** 练习题目 1 **
在巨型日志处理系统那段文字的简介里,找出括号中列出的所有组件,并逐一写出。
** 练习题目 2 **
把记录从开头到含有“[0, 348, 600, 400]”的那一行重新给出一遍,首尾两行都要包括。

巨型日志处理系统

本文介绍了一个使用Hadoop组件(包括Python、Flume、MapReduce、Sqoop和Hive)处理巨型日志的系统。通过分析日志格式,保留关键字段,并展示统计结果,如主要页面访问量、爬虫记录和访问时间段分布。
摘要由CSDN通过智能技术生成

转载请注明地址

本次模拟系统,是利用Hadoop等组件来模拟巨型日志的处理系统,包括Python定时、Flume收集日志、MR处理日志、Sqoop导出数据、Hive的简单统计等,具体的架构如下:

一、项目架构



二、数据源下载

数据源我也是从csdn上下载的日志数据,想要的可以留下邮箱!


三、Python定时把下载的日志文件从一个文件夹拷贝到Flume能收集到的文件夹中

    【注意:如何搞定时间不同,复制的文件也不同】

from datetime import date, time, datetime, timedelta
import os
def work(i):
	if i>13:
		data_path='/home/hadoop/LogModel/data/ex0412'+str(i)+'.log'
		os.system("sudo cp "+data_path2+" /home/hadoop/LogModel/source/")
	if i<10:
		data_path='/home/hadoop/LogModel/data/ex05010'+str(i)+'.log'
		os.system("sudo cp "+data_path2+" /home/hadoop/LogModel/source/")
	if i>9 or i<14:
		data_path1='/home/hadoop/LogModel/data/ex0412'+str(i)+'.log'
		os.system("sudo cp "+data_path1+" /home/hadoop/LogModel/source/")

** 区域标注记录 **

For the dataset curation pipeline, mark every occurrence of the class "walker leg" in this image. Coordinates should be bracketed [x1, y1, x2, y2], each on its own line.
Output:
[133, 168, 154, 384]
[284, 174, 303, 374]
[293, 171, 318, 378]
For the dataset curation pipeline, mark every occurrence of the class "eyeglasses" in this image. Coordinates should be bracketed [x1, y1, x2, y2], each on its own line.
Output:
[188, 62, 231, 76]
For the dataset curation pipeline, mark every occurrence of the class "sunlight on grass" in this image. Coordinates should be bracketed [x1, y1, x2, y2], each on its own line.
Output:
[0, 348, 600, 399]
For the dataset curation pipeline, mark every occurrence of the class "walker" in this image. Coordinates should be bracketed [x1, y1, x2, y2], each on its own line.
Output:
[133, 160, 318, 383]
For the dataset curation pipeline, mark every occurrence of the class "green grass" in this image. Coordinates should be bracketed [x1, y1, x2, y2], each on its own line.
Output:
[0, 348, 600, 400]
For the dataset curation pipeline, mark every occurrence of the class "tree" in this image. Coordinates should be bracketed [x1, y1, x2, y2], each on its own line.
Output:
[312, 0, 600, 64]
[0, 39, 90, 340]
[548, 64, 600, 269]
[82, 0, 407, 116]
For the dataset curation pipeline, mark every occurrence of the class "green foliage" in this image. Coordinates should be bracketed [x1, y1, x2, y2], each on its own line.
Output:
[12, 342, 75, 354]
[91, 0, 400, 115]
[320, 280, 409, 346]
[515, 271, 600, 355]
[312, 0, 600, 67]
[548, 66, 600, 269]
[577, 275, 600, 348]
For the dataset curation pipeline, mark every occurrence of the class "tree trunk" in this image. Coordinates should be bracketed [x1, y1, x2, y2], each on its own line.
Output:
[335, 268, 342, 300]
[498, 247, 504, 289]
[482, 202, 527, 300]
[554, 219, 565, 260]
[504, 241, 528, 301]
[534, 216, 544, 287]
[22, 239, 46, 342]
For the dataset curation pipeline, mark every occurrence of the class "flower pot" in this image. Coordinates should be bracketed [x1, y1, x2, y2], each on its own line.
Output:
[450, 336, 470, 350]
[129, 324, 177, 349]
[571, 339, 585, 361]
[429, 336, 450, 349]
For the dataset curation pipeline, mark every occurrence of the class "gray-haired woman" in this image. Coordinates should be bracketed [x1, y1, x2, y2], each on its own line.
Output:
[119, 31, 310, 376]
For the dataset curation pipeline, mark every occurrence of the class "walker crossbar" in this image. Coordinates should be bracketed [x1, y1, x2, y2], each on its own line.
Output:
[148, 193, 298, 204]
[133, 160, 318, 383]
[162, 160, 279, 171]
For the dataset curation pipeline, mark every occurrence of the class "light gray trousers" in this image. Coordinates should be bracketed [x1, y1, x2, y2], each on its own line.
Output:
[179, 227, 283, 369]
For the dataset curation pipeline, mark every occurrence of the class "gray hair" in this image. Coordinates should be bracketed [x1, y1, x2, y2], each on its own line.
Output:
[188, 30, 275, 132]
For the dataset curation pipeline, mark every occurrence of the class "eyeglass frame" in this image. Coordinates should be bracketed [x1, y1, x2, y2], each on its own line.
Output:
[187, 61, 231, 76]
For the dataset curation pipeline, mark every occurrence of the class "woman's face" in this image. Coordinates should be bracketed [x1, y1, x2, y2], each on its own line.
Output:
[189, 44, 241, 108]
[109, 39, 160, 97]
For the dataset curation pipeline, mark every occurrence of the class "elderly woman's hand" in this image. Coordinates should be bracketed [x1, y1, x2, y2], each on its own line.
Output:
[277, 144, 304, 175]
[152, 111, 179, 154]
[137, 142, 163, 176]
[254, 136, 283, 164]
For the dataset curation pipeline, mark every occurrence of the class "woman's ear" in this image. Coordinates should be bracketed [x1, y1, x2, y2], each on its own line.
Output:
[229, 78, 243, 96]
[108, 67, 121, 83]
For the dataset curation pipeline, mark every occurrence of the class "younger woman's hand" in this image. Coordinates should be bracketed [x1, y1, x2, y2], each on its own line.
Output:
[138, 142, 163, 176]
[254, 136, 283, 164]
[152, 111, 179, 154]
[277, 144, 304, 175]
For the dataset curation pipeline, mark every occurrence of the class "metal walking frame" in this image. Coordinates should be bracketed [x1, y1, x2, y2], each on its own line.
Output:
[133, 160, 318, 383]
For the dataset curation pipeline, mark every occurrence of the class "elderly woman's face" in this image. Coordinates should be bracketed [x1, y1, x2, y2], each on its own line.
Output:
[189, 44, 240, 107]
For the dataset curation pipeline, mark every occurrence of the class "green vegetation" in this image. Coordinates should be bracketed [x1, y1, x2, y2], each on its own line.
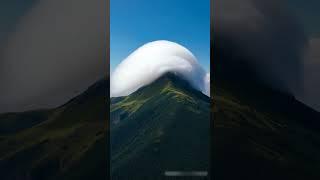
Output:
[110, 74, 210, 179]
[0, 81, 108, 180]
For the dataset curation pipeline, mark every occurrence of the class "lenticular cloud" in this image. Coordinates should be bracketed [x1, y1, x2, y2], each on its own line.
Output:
[110, 40, 210, 97]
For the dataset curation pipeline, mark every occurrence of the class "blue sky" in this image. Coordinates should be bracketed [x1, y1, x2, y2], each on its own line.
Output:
[110, 0, 210, 71]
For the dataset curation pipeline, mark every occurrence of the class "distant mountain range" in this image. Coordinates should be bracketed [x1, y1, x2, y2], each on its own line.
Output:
[211, 45, 320, 180]
[0, 65, 320, 180]
[0, 80, 109, 180]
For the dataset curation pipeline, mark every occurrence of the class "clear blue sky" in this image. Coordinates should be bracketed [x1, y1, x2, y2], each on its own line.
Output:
[110, 0, 210, 71]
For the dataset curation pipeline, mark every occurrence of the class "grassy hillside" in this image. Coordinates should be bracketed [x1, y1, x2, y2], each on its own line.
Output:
[0, 81, 108, 180]
[212, 79, 320, 180]
[110, 74, 210, 179]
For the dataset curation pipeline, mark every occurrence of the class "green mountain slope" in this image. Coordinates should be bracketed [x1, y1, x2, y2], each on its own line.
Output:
[110, 74, 210, 179]
[0, 81, 108, 180]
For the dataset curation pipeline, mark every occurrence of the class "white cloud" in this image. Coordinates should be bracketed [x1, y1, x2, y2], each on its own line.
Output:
[110, 40, 210, 97]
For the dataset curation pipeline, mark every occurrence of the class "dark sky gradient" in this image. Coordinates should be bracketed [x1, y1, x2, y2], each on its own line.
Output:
[213, 0, 320, 111]
[0, 0, 109, 112]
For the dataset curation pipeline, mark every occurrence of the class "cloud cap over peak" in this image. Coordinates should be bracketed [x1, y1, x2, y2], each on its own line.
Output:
[110, 40, 210, 97]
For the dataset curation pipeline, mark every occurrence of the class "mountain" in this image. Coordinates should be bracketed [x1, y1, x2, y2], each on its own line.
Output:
[0, 80, 109, 180]
[110, 73, 210, 179]
[211, 46, 320, 180]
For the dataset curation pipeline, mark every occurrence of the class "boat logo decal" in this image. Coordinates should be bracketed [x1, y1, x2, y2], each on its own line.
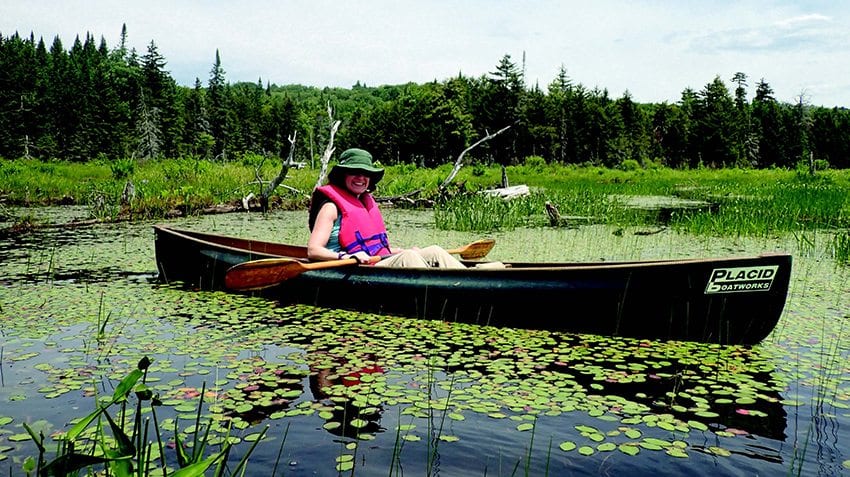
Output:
[705, 265, 779, 294]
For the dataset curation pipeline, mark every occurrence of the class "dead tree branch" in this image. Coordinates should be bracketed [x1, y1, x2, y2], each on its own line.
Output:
[260, 131, 304, 203]
[313, 101, 341, 190]
[439, 123, 516, 190]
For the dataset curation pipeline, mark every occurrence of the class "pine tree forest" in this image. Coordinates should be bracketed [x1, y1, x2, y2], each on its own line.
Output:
[0, 27, 850, 169]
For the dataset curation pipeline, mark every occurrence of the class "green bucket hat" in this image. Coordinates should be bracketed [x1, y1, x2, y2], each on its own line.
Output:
[328, 148, 384, 190]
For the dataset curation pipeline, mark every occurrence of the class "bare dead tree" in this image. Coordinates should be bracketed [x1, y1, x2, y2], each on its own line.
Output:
[439, 123, 516, 190]
[313, 101, 341, 190]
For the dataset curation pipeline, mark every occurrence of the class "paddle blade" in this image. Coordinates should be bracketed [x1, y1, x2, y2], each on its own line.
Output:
[224, 258, 307, 291]
[449, 239, 496, 260]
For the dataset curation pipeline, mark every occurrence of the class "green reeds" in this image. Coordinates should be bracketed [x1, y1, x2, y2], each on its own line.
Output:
[22, 357, 267, 477]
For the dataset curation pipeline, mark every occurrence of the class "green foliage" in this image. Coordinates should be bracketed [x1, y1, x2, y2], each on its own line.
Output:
[833, 230, 850, 265]
[109, 159, 136, 181]
[523, 156, 546, 172]
[620, 159, 640, 171]
[24, 357, 265, 477]
[434, 194, 543, 231]
[0, 28, 850, 169]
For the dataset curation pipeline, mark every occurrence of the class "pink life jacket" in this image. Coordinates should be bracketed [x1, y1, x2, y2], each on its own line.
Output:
[318, 184, 391, 257]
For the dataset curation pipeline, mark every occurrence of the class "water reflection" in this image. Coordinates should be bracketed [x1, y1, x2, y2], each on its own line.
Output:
[308, 352, 385, 438]
[0, 216, 850, 475]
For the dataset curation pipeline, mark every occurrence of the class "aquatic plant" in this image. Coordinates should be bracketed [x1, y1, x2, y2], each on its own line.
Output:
[23, 357, 265, 477]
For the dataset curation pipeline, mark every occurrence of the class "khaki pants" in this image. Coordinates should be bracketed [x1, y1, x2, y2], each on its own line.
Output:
[375, 245, 466, 268]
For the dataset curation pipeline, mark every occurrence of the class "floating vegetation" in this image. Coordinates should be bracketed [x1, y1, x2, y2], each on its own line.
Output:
[0, 212, 850, 475]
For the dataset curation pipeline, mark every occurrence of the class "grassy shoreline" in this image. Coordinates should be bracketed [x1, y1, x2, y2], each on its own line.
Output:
[0, 157, 850, 236]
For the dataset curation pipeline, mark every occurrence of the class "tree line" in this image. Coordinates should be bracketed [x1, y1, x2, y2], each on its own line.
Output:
[0, 25, 850, 168]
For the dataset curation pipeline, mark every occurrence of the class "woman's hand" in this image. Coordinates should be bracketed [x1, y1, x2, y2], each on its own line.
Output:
[342, 252, 372, 263]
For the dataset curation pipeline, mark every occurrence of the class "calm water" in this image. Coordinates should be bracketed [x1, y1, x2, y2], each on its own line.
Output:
[0, 209, 850, 476]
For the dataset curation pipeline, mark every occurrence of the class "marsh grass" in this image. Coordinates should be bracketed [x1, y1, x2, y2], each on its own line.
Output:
[22, 357, 266, 477]
[0, 156, 850, 236]
[832, 230, 850, 265]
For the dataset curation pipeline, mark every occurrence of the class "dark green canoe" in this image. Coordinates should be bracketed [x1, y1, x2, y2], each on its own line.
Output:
[154, 226, 792, 344]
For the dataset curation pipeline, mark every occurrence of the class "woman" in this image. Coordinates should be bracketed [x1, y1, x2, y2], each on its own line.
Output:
[307, 149, 466, 268]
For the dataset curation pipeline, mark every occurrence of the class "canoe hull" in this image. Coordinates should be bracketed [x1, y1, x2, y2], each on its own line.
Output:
[156, 227, 792, 344]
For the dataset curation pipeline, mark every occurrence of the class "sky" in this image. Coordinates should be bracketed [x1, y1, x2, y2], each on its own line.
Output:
[0, 0, 850, 107]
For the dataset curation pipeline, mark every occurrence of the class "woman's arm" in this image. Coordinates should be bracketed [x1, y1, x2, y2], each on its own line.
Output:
[307, 202, 339, 260]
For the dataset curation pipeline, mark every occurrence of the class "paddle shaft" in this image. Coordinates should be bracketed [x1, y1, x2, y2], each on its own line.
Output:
[224, 239, 495, 291]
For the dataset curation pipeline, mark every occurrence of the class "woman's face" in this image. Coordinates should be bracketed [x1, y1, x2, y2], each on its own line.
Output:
[345, 172, 369, 195]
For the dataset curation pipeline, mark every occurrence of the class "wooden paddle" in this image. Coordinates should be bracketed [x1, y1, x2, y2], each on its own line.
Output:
[448, 239, 496, 260]
[224, 257, 381, 291]
[224, 239, 496, 291]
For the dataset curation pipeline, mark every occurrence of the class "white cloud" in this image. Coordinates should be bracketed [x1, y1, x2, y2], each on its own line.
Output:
[0, 0, 850, 106]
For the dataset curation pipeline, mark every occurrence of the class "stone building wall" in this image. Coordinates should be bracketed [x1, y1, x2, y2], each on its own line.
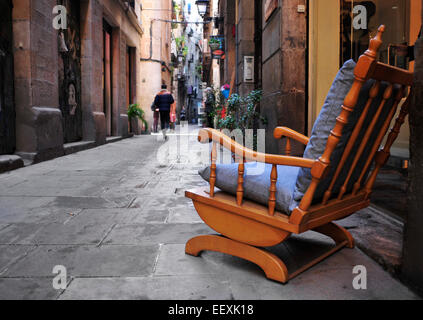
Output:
[6, 0, 142, 162]
[261, 0, 307, 154]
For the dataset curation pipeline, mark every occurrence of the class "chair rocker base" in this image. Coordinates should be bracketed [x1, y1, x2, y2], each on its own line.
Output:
[185, 223, 354, 284]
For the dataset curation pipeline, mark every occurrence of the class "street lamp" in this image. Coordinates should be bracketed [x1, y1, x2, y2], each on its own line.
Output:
[195, 0, 210, 19]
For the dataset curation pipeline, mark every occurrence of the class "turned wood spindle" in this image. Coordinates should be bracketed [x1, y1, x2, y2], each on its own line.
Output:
[269, 164, 278, 216]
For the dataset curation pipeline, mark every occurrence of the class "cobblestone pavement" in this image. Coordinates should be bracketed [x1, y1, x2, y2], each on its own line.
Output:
[0, 128, 418, 300]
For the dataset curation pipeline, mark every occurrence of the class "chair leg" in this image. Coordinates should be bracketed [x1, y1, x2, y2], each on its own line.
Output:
[313, 222, 355, 249]
[185, 235, 289, 283]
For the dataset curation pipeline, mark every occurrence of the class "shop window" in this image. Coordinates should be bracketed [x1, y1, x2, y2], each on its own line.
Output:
[340, 0, 411, 69]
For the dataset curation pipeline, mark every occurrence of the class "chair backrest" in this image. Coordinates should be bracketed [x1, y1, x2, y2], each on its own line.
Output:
[296, 26, 413, 219]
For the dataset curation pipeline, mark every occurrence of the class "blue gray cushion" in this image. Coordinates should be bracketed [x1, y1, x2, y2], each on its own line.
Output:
[293, 60, 396, 203]
[199, 60, 396, 215]
[199, 163, 299, 214]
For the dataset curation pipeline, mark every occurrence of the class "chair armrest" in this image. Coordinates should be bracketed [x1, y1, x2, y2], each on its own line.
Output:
[198, 129, 316, 168]
[273, 127, 310, 145]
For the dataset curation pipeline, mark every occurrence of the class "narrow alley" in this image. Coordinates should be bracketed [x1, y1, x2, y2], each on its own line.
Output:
[0, 127, 418, 300]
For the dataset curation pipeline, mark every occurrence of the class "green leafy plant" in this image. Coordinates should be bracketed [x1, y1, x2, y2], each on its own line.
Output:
[128, 104, 148, 131]
[218, 90, 267, 150]
[195, 64, 203, 76]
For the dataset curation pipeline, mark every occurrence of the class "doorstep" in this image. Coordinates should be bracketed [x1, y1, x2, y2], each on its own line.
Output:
[106, 136, 124, 144]
[339, 205, 404, 277]
[63, 141, 97, 156]
[0, 155, 24, 173]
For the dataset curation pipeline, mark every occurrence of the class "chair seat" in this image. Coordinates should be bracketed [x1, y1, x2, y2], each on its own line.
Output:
[199, 163, 299, 215]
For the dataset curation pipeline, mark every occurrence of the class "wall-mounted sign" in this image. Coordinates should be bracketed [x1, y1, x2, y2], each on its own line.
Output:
[209, 36, 225, 59]
[264, 0, 279, 21]
[244, 56, 254, 83]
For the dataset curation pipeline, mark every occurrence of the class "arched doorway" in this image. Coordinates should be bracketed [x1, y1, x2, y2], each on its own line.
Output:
[58, 0, 82, 143]
[0, 0, 16, 155]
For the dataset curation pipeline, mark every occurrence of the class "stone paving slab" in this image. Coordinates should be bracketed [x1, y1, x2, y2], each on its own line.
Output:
[60, 275, 233, 300]
[104, 223, 213, 245]
[0, 127, 418, 300]
[0, 278, 61, 300]
[2, 245, 159, 278]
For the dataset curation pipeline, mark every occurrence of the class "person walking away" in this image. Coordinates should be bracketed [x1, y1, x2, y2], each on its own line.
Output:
[179, 106, 187, 127]
[170, 103, 176, 132]
[204, 88, 216, 128]
[154, 84, 175, 140]
[151, 102, 160, 133]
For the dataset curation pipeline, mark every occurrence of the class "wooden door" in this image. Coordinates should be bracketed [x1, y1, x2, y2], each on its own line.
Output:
[103, 21, 113, 136]
[59, 0, 82, 143]
[0, 0, 16, 155]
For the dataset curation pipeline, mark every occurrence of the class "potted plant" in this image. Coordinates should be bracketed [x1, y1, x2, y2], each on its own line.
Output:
[128, 104, 148, 134]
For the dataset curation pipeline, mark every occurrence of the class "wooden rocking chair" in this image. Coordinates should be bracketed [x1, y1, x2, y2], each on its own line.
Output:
[186, 26, 413, 283]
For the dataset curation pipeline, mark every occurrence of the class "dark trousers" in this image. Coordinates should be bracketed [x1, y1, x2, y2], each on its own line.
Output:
[160, 111, 170, 130]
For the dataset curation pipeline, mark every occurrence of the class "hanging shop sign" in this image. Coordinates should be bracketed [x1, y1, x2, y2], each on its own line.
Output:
[209, 36, 225, 60]
[264, 0, 278, 21]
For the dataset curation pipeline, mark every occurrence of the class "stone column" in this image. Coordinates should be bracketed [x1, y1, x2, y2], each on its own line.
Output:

** 任务结果 1 **
Python、Flume、MapReduce、Sqoop、Hive

** 任务结果 2 **
For the dataset curation pipeline, mark every occurrence of the class "walker leg" in this image. Coordinates should be bracketed [x1, y1, x2, y2], each on its own line.
Output:
[133, 168, 154, 384]
[284, 174, 303, 374]
[293, 171, 318, 378]
For the dataset curation pipeline, mark every occurrence of the class "eyeglasses" in this image. Coordinates should be bracketed [x1, y1, x2, y2], each on its own line.
Output:
[188, 62, 231, 76]
For the dataset curation pipeline, mark every occurrence of the class "sunlight on grass" in this image. Coordinates should be bracketed [x1, y1, x2, y2], each on its own line.
Output:
[0, 348, 600, 399]
For the dataset curation pipeline, mark every occurrence of the class "walker" in this image. Coordinates should be bracketed [x1, y1, x2, y2], each on its own line.
Output:
[133, 160, 318, 383]
For the dataset curation pipeline, mark every occurrence of the class "green grass" in this image. Coordinates should be bracketed [x1, y1, x2, y2], each on its own line.
Output:
[0, 348, 600, 400]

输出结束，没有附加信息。